About this exercise: Begin with the first line of the entries below. Copy each line exactly, stopping after the one that contains "1215L683 1164L548 1272L554".

Stored data entries:

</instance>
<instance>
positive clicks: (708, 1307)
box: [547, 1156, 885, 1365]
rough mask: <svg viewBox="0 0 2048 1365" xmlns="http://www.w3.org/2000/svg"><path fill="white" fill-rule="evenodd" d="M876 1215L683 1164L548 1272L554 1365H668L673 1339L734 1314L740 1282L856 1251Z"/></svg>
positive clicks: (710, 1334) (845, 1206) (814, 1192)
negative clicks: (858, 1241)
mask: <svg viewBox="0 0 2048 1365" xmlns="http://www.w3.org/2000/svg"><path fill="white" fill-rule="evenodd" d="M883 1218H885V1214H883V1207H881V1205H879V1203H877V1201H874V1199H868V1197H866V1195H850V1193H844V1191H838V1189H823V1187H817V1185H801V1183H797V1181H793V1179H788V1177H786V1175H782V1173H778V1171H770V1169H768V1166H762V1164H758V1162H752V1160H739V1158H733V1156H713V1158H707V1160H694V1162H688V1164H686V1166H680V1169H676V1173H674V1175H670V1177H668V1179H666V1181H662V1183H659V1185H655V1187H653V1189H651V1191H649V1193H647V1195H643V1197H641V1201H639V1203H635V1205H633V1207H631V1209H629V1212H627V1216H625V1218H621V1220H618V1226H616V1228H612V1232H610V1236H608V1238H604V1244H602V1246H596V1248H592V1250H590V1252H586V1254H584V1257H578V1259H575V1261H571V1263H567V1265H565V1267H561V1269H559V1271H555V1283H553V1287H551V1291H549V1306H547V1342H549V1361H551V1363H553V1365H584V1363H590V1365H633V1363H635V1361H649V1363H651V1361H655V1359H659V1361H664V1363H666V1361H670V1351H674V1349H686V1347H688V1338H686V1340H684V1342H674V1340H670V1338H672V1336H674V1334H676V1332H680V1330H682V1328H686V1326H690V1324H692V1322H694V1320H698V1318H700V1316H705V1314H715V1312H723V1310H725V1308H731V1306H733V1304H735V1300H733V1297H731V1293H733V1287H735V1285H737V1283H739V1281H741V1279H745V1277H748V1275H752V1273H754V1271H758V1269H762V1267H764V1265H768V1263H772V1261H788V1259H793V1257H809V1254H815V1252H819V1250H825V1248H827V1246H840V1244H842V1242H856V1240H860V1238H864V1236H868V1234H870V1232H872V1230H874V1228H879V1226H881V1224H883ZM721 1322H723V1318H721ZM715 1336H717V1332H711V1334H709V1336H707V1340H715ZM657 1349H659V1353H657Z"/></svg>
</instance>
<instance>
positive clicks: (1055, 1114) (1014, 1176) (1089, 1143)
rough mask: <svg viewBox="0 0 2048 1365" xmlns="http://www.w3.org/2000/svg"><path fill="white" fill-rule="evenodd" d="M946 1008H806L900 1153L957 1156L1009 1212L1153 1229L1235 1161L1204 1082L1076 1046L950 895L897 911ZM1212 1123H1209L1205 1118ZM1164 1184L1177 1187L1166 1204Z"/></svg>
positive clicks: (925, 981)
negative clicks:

Result:
</instance>
<instance>
positive clicks: (708, 1307)
box: [547, 1156, 885, 1365]
rough mask: <svg viewBox="0 0 2048 1365" xmlns="http://www.w3.org/2000/svg"><path fill="white" fill-rule="evenodd" d="M876 1215L683 1164L548 1272L554 1365H668L673 1339L734 1314L740 1282L856 1251Z"/></svg>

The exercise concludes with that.